• [Extracted text]:
══════════

It is interesting to observe that OCE can be representable by CVaR, namely

$$\begin{aligned} S_r(X)=\gamma _2{\mathbb {E}}(X)+\mathrm {CVaR}_\alpha (X), \text{ where } \alpha =1-(\gamma _1-\gamma _2)^{-1}. \end{aligned}$$

This formula can be obtained by using Proposition 2.1 and the fact

$$\begin{aligned} Q_{\gamma _1,\gamma _2}=\gamma _2\{1\}+Q_\alpha . \end{aligned}$$

3.5 The mean-deviation

Fix \(0\le \lambda \le 1\). Define the mean-deviation risk measure as

$$\begin{aligned} {\mathcal {R}}(X)={\mathbb {E}}X+\lambda \cdot \Vert (X-{\mathbb {E}}X)_+\Vert _2 \end{aligned}$$

for all \(X\in {\mathscr {L}}^2\), where \(\Vert \cdot \Vert _2\) denotes the \({\mathscr {L}}^2\)-norm, that is, \(\Vert X\Vert _2:=\left[ {\mathbb {E}}(X^2)\right] ^{\frac{1}{2}}.\)

Similar to (3.1), we define

$$\begin{aligned} \text {ess-inf}(X):=\sup \{a:~{\mathbb {P}}_0(X<a)=0\}. \end{aligned}$$
(3.8)

══════════

Part of a data file:
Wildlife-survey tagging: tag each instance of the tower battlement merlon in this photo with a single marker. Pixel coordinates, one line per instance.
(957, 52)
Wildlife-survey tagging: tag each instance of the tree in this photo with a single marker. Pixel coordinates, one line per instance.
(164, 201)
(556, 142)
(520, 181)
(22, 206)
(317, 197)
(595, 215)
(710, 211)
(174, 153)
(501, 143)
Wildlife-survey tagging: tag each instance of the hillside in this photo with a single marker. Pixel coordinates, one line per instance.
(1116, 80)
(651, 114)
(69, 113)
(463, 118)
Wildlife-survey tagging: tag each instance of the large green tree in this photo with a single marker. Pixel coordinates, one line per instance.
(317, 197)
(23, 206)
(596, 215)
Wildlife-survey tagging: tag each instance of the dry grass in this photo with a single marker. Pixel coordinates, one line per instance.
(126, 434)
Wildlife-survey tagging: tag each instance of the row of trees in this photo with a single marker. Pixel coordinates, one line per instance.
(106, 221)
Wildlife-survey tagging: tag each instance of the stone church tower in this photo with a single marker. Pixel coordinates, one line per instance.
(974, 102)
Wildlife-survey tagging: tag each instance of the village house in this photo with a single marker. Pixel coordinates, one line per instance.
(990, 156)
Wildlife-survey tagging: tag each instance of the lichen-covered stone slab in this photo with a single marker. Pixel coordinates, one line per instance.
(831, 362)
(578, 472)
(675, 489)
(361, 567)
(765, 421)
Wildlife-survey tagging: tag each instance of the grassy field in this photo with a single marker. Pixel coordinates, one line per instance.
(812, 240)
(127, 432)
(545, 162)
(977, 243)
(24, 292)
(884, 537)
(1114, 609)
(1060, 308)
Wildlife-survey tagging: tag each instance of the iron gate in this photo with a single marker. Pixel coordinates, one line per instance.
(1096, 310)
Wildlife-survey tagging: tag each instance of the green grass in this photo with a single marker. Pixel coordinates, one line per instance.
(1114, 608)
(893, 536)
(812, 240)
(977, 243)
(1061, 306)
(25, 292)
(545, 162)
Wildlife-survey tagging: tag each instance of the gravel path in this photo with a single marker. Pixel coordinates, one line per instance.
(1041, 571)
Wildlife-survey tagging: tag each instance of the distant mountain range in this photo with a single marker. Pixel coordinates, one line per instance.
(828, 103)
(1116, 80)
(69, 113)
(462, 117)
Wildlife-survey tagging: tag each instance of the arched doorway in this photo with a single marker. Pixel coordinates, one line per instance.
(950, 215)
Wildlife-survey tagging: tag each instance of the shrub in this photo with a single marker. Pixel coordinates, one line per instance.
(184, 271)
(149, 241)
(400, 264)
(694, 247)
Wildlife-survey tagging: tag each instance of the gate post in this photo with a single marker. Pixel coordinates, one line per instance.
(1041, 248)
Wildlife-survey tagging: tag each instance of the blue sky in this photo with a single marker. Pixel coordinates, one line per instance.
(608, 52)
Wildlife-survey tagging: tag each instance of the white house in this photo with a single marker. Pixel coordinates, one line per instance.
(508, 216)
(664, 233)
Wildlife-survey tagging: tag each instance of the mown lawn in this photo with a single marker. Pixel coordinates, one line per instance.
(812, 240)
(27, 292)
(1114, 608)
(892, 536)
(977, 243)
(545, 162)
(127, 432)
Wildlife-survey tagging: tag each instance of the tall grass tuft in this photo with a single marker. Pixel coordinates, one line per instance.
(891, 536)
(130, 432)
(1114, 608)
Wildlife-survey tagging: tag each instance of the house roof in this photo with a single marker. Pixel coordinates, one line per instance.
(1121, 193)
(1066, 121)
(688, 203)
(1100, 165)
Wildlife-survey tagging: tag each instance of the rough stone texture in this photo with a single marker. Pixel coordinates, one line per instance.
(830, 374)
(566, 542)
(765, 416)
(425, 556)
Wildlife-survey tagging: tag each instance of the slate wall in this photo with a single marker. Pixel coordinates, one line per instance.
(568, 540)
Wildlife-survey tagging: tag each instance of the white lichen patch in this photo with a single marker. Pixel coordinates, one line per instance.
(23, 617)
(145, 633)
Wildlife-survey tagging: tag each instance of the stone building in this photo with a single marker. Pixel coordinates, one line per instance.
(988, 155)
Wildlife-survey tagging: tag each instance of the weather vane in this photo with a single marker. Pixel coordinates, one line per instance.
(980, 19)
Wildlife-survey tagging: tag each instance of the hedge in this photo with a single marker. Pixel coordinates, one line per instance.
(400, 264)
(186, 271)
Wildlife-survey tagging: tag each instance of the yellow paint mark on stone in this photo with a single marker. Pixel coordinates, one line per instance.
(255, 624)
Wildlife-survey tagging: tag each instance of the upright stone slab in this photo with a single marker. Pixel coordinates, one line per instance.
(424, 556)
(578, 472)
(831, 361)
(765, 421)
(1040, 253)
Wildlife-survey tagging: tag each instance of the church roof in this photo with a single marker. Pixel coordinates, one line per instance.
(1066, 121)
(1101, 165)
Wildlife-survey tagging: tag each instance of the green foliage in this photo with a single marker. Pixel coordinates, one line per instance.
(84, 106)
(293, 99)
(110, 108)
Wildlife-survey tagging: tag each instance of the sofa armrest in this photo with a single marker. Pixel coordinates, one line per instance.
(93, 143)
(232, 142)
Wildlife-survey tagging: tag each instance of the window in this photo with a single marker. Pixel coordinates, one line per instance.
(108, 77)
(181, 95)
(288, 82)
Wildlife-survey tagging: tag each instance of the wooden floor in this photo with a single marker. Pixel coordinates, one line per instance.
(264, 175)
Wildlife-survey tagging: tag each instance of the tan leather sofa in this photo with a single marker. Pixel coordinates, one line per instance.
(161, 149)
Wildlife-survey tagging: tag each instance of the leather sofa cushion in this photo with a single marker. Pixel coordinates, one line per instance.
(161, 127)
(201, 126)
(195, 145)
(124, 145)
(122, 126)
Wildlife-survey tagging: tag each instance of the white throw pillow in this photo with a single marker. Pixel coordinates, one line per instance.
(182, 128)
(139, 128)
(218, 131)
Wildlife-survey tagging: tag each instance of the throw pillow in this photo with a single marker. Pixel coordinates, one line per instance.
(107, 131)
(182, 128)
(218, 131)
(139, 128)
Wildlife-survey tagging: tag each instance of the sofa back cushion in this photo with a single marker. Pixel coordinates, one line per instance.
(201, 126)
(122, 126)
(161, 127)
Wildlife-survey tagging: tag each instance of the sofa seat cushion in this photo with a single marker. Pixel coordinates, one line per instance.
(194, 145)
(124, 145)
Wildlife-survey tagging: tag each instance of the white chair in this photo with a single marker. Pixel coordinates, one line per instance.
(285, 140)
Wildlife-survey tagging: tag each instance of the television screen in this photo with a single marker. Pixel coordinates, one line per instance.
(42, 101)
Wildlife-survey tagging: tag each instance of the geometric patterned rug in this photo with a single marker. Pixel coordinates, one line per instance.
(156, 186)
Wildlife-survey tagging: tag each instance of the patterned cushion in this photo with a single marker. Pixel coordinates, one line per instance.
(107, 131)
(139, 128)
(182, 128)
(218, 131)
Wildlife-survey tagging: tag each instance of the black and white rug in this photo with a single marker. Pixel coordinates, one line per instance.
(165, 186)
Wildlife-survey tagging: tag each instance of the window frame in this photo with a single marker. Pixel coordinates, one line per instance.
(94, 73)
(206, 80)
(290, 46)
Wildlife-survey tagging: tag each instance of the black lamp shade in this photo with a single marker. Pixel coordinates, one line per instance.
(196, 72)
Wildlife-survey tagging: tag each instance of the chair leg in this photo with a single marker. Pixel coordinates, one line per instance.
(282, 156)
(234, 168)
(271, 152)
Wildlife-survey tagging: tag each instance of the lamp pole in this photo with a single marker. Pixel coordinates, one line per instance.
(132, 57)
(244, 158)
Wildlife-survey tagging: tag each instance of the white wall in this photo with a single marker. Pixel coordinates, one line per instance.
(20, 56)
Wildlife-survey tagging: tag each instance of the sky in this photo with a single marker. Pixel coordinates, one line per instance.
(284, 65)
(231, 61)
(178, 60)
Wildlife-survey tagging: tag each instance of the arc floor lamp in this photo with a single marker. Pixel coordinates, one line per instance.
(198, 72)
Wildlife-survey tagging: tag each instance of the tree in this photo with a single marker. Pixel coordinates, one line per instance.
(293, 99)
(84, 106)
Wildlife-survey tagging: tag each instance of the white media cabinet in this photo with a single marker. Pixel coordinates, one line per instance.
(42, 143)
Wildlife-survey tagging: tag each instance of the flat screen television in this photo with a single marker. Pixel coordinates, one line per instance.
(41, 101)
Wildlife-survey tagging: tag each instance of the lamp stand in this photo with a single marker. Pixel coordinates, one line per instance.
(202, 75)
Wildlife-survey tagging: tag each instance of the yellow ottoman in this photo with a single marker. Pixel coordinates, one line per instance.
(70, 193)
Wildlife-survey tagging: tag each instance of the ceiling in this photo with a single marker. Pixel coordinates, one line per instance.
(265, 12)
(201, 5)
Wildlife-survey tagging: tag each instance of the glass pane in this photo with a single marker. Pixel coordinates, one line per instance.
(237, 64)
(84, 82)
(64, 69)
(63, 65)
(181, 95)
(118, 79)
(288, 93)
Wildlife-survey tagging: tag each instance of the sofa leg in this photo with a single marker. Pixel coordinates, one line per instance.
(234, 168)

══════════

• [Stated exercise A]:
Select every line of the entries that contains the word "cushion".
• [Stated exercise B]:
Pick up the excerpt on risk measures where it stops and continue writing it.
The excerpt on risk measures has no connection to the entries.

• [Exercise answer A]:
Wildlife-survey tagging: tag each instance of the leather sofa cushion in this photo with a single marker. Pixel coordinates, one line per instance.
Wildlife-survey tagging: tag each instance of the sofa back cushion in this photo with a single marker. Pixel coordinates, one line per instance.
Wildlife-survey tagging: tag each instance of the sofa seat cushion in this photo with a single marker. Pixel coordinates, one line per instance.
Wildlife-survey tagging: tag each instance of the patterned cushion in this photo with a single marker. Pixel coordinates, one line per instance.

• [Exercise answer B]:
We claim that the risk envelope of \({\mathcal {R}}\) is

$$\begin{aligned} {\mathcal {Q}}=\left\{ 0\le Q\in {{\mathscr {L}}}^2:~{\mathbb {E}}(Q)=1,~\Vert Q-\text {ess-inf}Q\Vert _2\le \lambda \right\} . \end{aligned}$$

In fact, on one hand, for any \(X\in {{\mathscr {L}}}^2\) and \(Q\in {\mathcal {Q}}\), we have

$$\begin{aligned} {\mathbb {E}}(XQ)= & {} {\mathbb {E}}[(X-{\mathbb {E}}X)(Q-\text {ess-inf}Q)]+{\mathbb {E}}X\le {\mathbb {E}}X\\&+\,{\mathbb {E}}[(X-{\mathbb {E}}X)_+(Q-\text {ess-inf}Q)]\\\le & {} {\mathbb {E}}X+\Vert (X-{\mathbb {E}}X)_+\Vert _2\cdot \Vert Q-\text {ess-inf}Q\Vert _2\\\le & {} {\mathbb {E}}X+\lambda \cdot \Vert (X-{\mathbb {E}}X)_+\Vert _2 \end{aligned}$$

by Cauchy–Schwartz inequality. Hence we get

$$\begin{aligned} \sup \limits _{Q\in {\mathcal {Q}}}{\mathbb {E}}(XQ)\le {\mathbb {E}}X+\lambda \cdot \Vert (X-{\mathbb {E}}X)_+\Vert _2 \end{aligned}$$
(3.9)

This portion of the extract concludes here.